* 出典 *
田沼意次は本当に「ワイロ政治」をしていたのか? 江戸幕府にはびこる腐敗の構造とは

徳川幕府の老中・田沼意次(1719〜1788)というと、金権・賄賂の政治家というイメージが強いでしょう。意次は金権腐敗の政治家か否かという議論は昔から重ねられてきました。ここでは、意次の「素顔」について見ていきましょう。
仙台藩主・伊達重村の工作
仙台藩主・伊達重村は、明和2年(1765)段階では「少将」でした。それを「中将」に昇進させたいと思い、彼は運動を開始するのです。
では、願望実現のためにどのように動いたのかと言えば、幕府の要職にある人、当時の老中・松平武元(上野国館林藩主)と、御用取次の意次に的を絞り「工作」をするのでした。

* 課題 *
#1 田沼意次についての文章によると、明和2年(1765)の段階で伊達重村の官位は何だったか答えよ。
#2 田沼意次についての文章の続きを、最後の文の後から書け。

* 提供資料 *
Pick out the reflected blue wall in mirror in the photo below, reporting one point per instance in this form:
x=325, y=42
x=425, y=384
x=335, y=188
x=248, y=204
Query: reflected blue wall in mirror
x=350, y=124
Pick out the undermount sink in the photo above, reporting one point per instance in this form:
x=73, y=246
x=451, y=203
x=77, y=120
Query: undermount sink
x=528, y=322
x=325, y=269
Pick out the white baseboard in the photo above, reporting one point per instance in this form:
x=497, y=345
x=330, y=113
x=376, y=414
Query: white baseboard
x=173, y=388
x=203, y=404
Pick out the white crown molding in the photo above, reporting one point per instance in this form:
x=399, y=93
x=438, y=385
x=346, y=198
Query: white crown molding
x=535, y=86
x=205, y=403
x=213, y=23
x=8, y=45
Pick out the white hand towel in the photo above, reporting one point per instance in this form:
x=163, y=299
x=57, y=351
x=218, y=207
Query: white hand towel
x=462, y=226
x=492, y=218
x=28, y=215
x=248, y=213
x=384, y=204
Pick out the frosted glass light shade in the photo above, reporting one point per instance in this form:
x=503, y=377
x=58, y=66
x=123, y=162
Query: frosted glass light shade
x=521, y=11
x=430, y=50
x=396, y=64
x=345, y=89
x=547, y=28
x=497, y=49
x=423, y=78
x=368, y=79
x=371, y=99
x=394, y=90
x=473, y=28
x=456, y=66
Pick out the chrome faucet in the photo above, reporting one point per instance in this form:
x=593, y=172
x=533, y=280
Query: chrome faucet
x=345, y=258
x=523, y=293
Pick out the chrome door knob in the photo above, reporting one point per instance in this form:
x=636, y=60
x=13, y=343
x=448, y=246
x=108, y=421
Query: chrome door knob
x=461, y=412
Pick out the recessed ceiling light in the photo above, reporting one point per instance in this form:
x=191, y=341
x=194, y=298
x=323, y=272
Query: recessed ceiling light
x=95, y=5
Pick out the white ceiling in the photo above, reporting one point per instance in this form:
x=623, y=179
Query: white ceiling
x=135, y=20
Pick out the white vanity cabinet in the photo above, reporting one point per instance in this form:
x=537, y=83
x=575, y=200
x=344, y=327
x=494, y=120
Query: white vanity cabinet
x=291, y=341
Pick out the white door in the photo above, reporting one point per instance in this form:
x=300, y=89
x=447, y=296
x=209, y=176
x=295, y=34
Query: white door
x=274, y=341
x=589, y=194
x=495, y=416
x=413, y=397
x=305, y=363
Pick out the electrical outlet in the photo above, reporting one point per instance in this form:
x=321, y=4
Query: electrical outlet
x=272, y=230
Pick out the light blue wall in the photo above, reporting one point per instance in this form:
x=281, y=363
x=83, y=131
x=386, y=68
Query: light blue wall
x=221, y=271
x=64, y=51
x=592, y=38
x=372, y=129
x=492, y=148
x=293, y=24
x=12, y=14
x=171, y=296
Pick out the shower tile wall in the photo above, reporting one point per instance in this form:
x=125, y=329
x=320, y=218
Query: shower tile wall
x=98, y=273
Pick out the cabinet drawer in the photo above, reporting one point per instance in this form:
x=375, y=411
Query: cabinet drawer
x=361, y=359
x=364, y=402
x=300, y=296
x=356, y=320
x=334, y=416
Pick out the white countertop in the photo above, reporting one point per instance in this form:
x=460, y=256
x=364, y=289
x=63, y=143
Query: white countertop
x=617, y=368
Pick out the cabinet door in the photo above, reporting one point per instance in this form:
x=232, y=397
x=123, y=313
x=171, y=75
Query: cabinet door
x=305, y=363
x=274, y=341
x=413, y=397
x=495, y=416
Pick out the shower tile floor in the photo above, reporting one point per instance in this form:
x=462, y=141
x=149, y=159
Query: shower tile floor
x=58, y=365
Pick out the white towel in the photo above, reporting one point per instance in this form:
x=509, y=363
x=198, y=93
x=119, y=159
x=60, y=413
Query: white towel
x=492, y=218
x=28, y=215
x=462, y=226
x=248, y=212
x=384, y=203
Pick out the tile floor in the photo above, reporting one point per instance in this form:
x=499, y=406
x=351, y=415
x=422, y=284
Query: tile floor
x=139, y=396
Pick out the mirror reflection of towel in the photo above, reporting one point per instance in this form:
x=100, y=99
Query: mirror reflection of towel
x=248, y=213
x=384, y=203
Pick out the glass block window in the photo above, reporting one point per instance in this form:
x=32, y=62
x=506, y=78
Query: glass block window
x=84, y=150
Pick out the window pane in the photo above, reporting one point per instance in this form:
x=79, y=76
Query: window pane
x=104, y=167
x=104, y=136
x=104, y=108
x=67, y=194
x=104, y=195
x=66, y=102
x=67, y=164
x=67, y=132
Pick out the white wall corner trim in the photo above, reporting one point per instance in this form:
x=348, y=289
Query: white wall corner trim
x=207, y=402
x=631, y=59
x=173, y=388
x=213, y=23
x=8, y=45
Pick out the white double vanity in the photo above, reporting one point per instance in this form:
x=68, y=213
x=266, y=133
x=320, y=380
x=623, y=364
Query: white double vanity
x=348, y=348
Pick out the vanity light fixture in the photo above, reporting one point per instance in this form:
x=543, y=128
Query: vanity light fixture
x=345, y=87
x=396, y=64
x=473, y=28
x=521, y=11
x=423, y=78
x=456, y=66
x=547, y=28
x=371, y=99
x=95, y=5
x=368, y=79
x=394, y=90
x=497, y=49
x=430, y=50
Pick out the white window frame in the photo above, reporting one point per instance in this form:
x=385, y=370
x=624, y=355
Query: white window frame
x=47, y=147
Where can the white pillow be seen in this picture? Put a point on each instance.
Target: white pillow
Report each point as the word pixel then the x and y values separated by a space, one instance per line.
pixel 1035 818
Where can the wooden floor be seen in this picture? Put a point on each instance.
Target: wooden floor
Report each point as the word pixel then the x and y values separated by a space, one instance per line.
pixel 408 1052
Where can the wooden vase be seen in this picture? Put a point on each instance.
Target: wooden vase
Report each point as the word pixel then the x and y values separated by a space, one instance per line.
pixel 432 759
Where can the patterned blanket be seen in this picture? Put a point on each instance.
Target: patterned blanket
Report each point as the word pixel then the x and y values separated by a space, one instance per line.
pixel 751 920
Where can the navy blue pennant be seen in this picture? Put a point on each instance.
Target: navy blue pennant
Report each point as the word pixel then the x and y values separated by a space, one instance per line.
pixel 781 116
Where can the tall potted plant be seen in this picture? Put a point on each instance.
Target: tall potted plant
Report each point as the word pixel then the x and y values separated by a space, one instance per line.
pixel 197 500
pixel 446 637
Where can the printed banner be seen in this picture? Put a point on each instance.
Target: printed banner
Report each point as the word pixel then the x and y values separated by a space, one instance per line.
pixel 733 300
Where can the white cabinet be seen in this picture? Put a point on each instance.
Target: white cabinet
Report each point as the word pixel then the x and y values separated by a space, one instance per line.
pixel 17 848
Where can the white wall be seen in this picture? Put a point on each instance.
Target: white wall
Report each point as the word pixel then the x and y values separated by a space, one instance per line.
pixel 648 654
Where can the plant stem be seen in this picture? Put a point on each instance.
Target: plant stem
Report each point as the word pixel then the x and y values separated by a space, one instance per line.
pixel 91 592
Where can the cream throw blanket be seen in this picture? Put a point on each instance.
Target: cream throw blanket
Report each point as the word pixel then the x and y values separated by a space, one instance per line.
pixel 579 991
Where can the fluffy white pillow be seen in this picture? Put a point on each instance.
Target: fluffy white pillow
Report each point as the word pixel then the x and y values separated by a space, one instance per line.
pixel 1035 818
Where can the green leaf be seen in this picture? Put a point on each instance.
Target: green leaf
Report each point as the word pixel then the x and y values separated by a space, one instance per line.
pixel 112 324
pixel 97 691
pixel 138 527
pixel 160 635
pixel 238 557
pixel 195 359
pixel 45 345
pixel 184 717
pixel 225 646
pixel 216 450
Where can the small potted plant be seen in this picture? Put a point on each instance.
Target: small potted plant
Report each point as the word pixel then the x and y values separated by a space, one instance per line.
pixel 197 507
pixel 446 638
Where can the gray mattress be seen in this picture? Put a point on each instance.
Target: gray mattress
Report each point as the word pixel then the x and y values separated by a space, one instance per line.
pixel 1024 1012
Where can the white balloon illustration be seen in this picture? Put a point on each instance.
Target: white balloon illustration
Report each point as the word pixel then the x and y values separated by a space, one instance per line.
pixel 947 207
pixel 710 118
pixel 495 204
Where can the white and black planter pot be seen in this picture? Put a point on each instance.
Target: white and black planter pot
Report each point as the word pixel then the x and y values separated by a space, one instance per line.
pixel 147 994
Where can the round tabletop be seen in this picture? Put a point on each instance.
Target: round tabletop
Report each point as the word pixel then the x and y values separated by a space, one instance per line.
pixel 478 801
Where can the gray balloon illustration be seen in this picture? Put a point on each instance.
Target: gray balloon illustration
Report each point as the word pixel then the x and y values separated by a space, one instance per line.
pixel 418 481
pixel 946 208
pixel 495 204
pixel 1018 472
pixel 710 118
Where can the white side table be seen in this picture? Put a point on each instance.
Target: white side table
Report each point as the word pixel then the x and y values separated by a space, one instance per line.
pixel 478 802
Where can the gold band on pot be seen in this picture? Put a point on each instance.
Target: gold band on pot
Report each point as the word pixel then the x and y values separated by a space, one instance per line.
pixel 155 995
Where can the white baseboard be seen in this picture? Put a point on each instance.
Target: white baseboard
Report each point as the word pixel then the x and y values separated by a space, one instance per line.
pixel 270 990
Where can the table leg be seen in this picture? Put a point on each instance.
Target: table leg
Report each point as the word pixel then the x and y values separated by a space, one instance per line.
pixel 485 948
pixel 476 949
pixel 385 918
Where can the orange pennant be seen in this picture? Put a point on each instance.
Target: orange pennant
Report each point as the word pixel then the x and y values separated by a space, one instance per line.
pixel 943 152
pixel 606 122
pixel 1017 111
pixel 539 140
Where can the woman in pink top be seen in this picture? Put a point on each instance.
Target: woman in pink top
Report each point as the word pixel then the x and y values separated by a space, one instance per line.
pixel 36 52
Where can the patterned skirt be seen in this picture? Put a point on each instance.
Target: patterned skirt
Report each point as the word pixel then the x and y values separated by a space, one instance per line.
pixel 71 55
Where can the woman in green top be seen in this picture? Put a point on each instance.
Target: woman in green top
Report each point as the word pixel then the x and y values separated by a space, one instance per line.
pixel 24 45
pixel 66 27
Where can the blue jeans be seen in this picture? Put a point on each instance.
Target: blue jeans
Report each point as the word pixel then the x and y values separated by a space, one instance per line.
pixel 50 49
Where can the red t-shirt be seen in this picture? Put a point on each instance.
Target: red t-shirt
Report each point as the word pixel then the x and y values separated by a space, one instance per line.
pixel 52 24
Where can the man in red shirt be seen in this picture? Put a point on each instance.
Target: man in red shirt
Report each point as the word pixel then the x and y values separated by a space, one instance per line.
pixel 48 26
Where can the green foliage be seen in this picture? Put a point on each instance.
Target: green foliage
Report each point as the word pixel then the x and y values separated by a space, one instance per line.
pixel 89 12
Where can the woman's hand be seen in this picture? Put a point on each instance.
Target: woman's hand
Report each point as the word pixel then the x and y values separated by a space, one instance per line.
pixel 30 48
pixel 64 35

* 解答 *
#1 「少将」だった。

#2
まず、伊達重村の側近・古田良智を松平武元の用人・宮川古仲太と意次の用人・井上寛司に接近させるのです。
用人とは主君の用向きを家中に伝達し、庶務を司る職制のことです。幕府要人の側近とまずは懇意な関係を作ろうとしたのでした。
老中の関係者に接近したのは、古田だけではありませんでした。江戸時代のロシア研究書とも言うべき『赤蝦夷風説考』を著した仙台藩江戸詰の藩医・工藤平助も、老中・松平武元の取次・那波牧太に接触しています。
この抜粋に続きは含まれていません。